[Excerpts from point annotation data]
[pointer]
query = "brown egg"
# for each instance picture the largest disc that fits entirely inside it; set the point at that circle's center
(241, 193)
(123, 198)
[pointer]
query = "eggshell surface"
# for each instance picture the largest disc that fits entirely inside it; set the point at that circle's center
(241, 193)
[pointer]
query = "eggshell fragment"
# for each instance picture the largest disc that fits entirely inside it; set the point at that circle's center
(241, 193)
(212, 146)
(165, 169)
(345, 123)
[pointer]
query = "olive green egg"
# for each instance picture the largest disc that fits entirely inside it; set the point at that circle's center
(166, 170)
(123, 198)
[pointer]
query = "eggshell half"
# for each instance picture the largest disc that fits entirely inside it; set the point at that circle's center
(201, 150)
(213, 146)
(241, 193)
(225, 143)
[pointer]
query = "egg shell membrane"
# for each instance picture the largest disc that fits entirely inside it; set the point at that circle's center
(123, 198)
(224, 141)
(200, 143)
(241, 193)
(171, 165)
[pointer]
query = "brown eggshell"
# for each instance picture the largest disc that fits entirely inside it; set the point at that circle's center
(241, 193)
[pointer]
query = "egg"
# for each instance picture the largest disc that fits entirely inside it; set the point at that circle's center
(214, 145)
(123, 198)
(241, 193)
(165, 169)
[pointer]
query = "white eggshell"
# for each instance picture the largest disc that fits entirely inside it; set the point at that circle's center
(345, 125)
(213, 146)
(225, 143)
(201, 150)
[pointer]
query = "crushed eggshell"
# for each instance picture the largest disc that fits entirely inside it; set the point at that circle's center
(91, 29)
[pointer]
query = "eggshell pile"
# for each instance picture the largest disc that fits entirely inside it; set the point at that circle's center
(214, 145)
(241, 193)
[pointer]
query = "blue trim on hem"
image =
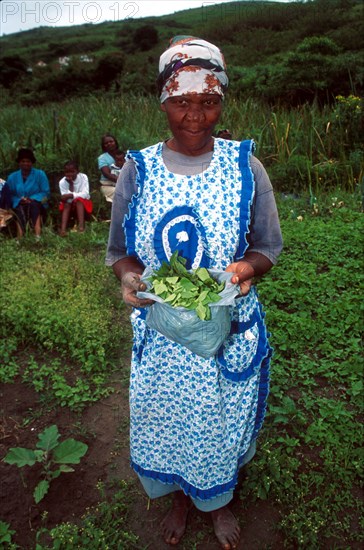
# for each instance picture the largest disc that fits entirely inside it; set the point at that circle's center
(130, 218)
(246, 149)
(188, 488)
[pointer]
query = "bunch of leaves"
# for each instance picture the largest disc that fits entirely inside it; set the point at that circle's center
(6, 535)
(179, 287)
(53, 455)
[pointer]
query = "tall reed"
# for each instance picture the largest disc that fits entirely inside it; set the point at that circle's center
(300, 147)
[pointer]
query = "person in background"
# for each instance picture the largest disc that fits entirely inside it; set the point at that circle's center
(224, 134)
(29, 190)
(109, 145)
(194, 422)
(5, 204)
(75, 196)
(119, 157)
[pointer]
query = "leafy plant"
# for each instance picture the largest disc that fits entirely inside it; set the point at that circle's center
(179, 287)
(5, 535)
(54, 456)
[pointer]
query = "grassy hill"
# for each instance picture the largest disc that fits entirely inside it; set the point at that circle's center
(291, 52)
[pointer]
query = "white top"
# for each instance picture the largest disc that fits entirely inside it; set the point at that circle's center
(80, 185)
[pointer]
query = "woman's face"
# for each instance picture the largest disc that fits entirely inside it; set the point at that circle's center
(109, 144)
(25, 165)
(192, 118)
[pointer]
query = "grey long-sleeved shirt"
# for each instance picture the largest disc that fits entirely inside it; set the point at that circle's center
(265, 234)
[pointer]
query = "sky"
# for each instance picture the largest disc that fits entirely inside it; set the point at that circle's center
(20, 15)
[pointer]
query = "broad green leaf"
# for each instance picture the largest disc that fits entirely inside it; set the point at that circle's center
(39, 455)
(41, 490)
(213, 297)
(48, 439)
(170, 298)
(20, 457)
(203, 274)
(69, 451)
(172, 280)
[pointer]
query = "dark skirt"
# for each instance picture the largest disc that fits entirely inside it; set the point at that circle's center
(29, 213)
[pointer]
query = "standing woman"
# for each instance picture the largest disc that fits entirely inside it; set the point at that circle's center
(108, 180)
(29, 189)
(195, 421)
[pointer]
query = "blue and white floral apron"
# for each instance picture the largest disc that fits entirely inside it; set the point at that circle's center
(194, 420)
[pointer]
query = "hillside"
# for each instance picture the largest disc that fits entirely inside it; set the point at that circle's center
(291, 52)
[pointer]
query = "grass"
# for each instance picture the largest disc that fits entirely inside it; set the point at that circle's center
(309, 462)
(304, 148)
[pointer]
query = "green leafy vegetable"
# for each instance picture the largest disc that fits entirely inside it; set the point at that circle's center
(179, 287)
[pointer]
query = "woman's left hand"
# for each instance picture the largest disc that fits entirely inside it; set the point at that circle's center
(243, 275)
(130, 285)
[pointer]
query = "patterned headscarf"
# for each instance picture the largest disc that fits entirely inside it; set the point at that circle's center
(191, 65)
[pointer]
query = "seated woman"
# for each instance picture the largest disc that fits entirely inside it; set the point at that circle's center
(75, 196)
(29, 190)
(5, 204)
(108, 180)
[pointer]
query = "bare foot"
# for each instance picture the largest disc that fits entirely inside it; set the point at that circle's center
(226, 528)
(174, 524)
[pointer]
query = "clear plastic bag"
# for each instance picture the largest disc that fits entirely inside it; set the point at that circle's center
(184, 326)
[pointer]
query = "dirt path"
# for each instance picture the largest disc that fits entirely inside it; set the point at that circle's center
(104, 427)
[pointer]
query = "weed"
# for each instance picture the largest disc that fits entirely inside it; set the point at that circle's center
(54, 457)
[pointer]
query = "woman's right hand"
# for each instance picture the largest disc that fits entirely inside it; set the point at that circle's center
(130, 285)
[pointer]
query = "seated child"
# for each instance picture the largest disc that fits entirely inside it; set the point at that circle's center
(75, 196)
(119, 160)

▶ **Short problem**: Copy out each record shown above without alteration, skipping any picture.

▶ **Problem solution**:
[pointer]
query = "brown egg"
# for each instance picture the largest disc that fits entirely inside it; set the point at that circle's center
(241, 193)
(123, 198)
[pointer]
query = "eggshell surface"
# for each instance picture the largest disc that fits entirely inside it; set the point at that circle's center
(241, 193)
[pointer]
query = "eggshell fragment"
# for each instance picture the largest disc that fits entirely inside it; set the point at that circle's center
(241, 193)
(212, 146)
(165, 169)
(345, 123)
[pointer]
query = "olive green egg"
# for each instance picture the largest disc that fits entirely inside it; set the point at that circle's center
(166, 170)
(123, 198)
[pointer]
query = "eggshell half"
# for each instance picture the largest disc that fits entirely inside it; set the point at that circle's center
(201, 150)
(213, 146)
(241, 193)
(225, 143)
[pointer]
query = "egg shell membrane"
# for each instance picture the largest disc that fits entirely inside it; set the point at that circle's center
(123, 198)
(224, 141)
(200, 143)
(241, 193)
(171, 165)
[pointer]
query = "brown eggshell"
# for each instance picture the largest disc that fits entirely inside it; set the point at that circle's center
(241, 193)
[pointer]
query = "egg"
# for each instance picture the largest disc that fits entirely inside it; set the point at that circle's center
(214, 145)
(123, 198)
(241, 193)
(165, 169)
[pointer]
query = "white eggshell"
# for each instance picture the largest disc that fits entirely inside it; set the point at that circle's center
(345, 125)
(213, 146)
(225, 143)
(201, 150)
[pointer]
query = "crushed eggshell"
# for each instance picture the largest disc that fits entirely inside it; set the point at that circle's center
(91, 29)
[pointer]
query = "eggshell pile"
# for each instance picture the largest disc that fits entirely inside it; set the point at that circle's center
(214, 145)
(241, 193)
[pointer]
query = "blue trim on hem"
image =
# for each instance picture the largest disc that fits entirely inside it; set the point at that circle's center
(130, 218)
(246, 149)
(188, 488)
[pointer]
query = "bunch of leaves"
# for each instance picture the largest disc that fits entirely inside it; set the point at that circle's center
(6, 535)
(179, 287)
(53, 455)
[pointer]
query = "tall reed"
# for each instance picture the largest disc that fits entirely inside it; set the point at that circle's center
(300, 147)
[pointer]
query = "person in background"
# for each instance picture the largest disc that fits entirely inside it; set the point at that circle's center
(224, 134)
(29, 190)
(109, 145)
(194, 422)
(5, 204)
(75, 196)
(119, 157)
[pointer]
query = "leafy plant"
# for each instance picture the largest disc that fits entirely inside it; set the point at that circle's center
(179, 287)
(5, 535)
(54, 456)
[pointer]
query = "grassy hill"
# for each instance picture the largest disc that fits entirely inside it; set the point at that circle's center
(291, 52)
[pointer]
query = "white top"
# for each instance picture the largest disc that fits entirely inside it; set the point at that circle's center
(80, 185)
[pointer]
query = "woman's face"
# for each instance picture the largest disc that fits entirely inside it; set the point at that circle's center
(109, 144)
(25, 165)
(192, 118)
[pointer]
query = "grey long-sleeved shirt"
# for each instance picture the largest disc that fits entirely inside it; set the point at that circle's center
(265, 234)
[pointer]
query = "sky"
# for each instance picture the largest disc that fits entirely inside it; set the point at that circle's center
(20, 15)
[pointer]
query = "broad green leaf"
# for each instance picture the largest disc that fits entirely inside it; set the point at that circle's center
(39, 455)
(41, 490)
(213, 297)
(48, 439)
(170, 298)
(20, 457)
(203, 274)
(69, 451)
(172, 280)
[pointer]
query = "dark skirt"
# for each instance picture the largest disc that fits entirely inside it; set the point at that circle's center
(29, 213)
[pointer]
query = "standing woman"
# for each instance picture the largest disc that fits entirely inside it; set the point at that circle's center
(108, 180)
(29, 189)
(195, 421)
[pointer]
query = "blue and white floral apron"
# for each instance picture the largest disc that fits entirely inside it; set the point at that circle's center
(194, 420)
[pointer]
query = "hillside"
# for each instance picture the largest disc that fits entirely inside it; set the point at that circle's center
(291, 52)
[pointer]
query = "grass"
# for each instance picture the largest disc that fits entirely inside it; set the point at that circle's center
(309, 462)
(304, 148)
[pointer]
query = "green leafy vegetable"
# for each instance picture the largest disc that fits entirely inside it; set the point at that circle's center
(179, 287)
[pointer]
query = "woman's left hand"
# for each instance picture the largest disc that fits entirely inside it; set the point at that circle's center
(243, 275)
(130, 285)
[pointer]
query = "patterned headscarf"
# for each instance picture the largest disc that fits entirely inside it; set the point at that circle's center
(191, 65)
[pointer]
query = "seated woman"
# for each instance picture the largest disc that fits entirely inside it; set the point at that circle's center
(75, 196)
(29, 190)
(5, 204)
(108, 180)
[pointer]
query = "bare foot"
# for each instance picture the largest disc that fits entirely inside it; set the point at that circle's center
(226, 528)
(174, 524)
[pointer]
query = "clear plastic bag"
# for each instance picture the largest disc that fits entirely inside it; set the point at that circle's center
(184, 326)
[pointer]
query = "dirt path"
# for each instance picture the largest disc that fits entirely inside it; set the point at that circle's center
(104, 427)
[pointer]
query = "weed"
# for each instance picture the largest disc that fits entirely inside it; set the point at that circle's center
(54, 457)
[pointer]
query = "woman's right hand"
# for each instance picture the largest disc that fits entirely inside it; set the point at that circle's center
(130, 285)
[pointer]
query = "seated child"
# for each instance picture the largest disc that fits entirely inside it; set the point at that circle's center
(75, 196)
(119, 160)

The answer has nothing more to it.